> [Stated task] Return every line of the entries below that holds the word "grassy", copying each one in full.

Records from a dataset
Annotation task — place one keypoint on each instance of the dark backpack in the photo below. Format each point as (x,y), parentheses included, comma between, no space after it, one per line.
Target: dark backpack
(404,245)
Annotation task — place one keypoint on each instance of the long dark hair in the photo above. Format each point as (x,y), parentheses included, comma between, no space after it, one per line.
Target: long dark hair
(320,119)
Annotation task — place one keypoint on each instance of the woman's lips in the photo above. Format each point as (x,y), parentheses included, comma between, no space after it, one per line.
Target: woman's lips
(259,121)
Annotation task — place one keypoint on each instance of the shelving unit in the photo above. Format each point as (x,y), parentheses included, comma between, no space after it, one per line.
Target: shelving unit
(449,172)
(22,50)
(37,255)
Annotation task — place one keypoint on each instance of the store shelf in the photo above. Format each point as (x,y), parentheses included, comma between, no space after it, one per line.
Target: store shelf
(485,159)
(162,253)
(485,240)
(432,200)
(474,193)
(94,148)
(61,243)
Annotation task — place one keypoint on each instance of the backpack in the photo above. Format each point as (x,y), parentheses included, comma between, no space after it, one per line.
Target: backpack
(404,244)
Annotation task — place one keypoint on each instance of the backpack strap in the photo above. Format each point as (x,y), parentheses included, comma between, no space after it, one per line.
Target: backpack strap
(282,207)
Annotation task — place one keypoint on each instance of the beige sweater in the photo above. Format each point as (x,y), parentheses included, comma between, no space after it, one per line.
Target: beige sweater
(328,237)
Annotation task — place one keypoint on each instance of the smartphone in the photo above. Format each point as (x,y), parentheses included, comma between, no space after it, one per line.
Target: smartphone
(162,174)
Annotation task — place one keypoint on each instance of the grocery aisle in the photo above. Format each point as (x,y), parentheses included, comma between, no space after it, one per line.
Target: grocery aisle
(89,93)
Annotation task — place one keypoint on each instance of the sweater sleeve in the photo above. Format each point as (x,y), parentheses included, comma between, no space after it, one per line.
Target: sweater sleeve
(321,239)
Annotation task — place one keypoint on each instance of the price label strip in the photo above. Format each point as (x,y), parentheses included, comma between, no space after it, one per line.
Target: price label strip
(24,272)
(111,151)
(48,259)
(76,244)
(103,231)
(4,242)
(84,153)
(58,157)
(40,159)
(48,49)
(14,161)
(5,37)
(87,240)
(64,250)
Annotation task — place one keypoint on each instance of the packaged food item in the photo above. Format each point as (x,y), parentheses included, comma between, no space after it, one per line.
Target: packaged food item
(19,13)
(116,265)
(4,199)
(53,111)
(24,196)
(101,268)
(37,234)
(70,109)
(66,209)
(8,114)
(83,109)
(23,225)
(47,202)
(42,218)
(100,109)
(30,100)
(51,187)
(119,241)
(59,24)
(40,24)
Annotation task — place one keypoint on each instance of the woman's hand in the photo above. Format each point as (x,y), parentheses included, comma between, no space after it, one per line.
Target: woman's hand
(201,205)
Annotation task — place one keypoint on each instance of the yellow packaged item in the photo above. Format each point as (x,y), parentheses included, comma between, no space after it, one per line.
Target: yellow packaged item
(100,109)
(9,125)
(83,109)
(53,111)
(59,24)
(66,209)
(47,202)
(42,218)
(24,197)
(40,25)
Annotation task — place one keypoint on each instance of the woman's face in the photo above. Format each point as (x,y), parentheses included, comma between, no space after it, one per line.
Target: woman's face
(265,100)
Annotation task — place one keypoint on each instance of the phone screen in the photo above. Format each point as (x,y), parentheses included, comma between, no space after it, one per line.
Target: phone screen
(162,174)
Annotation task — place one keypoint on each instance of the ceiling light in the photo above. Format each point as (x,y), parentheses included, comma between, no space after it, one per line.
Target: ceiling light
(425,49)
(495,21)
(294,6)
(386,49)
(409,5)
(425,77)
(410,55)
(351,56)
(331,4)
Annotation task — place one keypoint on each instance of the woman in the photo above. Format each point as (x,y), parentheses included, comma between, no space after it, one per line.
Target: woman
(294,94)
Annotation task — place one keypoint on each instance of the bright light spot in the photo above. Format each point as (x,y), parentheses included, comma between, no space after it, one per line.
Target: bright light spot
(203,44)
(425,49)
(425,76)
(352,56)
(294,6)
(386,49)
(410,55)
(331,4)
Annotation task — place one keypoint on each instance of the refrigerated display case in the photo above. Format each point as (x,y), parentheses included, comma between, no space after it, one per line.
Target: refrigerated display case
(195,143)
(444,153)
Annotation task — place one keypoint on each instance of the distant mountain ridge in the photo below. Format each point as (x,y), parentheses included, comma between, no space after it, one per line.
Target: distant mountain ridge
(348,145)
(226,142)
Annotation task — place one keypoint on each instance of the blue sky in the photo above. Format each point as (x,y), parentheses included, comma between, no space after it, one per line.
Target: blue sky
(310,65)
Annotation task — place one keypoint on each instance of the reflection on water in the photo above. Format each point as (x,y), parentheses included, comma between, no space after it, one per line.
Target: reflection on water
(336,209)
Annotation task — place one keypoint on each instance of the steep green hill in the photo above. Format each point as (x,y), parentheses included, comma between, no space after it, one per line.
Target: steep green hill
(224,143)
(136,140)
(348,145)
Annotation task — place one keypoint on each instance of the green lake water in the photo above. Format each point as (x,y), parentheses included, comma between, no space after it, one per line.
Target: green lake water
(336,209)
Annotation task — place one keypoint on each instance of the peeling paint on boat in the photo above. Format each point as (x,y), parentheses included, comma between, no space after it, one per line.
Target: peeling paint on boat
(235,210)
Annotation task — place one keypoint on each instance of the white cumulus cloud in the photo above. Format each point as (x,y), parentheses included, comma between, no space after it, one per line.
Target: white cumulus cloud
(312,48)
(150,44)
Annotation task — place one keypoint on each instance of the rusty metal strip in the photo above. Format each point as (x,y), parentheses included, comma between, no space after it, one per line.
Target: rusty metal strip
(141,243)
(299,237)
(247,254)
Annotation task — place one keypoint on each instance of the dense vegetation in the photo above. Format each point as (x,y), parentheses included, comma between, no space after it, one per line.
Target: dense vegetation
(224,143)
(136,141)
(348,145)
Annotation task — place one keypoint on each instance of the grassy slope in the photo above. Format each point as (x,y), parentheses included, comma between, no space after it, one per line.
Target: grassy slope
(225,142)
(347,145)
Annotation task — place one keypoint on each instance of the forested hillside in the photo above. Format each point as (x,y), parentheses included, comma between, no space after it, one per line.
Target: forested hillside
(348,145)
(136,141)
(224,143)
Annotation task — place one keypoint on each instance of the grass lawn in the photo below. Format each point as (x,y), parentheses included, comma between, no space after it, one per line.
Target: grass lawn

==

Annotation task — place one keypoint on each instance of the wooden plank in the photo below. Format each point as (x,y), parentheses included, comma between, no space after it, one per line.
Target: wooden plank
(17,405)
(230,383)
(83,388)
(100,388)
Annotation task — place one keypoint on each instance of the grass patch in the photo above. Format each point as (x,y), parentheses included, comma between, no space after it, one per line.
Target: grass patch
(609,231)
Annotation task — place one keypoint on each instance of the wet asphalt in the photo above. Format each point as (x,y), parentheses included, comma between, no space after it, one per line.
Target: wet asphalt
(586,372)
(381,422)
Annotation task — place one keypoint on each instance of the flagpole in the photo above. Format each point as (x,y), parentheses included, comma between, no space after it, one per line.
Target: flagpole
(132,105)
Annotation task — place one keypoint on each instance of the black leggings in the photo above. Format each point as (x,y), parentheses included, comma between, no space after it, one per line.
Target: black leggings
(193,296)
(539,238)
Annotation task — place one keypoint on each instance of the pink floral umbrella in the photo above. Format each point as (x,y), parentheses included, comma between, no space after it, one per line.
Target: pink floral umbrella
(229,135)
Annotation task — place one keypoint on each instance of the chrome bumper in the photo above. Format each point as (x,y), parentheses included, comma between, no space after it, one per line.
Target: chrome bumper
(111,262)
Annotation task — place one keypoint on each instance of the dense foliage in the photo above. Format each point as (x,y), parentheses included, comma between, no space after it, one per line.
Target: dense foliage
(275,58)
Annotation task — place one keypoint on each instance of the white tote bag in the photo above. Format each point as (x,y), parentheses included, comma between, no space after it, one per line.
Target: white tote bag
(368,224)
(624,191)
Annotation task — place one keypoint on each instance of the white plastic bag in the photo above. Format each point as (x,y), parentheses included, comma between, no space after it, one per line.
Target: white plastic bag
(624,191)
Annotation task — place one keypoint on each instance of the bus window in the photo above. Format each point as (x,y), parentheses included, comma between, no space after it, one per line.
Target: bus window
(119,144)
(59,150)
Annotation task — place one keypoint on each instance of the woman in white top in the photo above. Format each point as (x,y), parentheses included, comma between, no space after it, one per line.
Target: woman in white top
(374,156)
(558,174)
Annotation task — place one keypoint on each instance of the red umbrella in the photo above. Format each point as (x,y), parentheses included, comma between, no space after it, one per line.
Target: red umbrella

> [Reply to the task]
Annotation task — place one keypoint on each instance of the grassy slope in the photo above. Format each point as (x,y), parentheses included, comma between, no space after it, one per line.
Target: grassy slope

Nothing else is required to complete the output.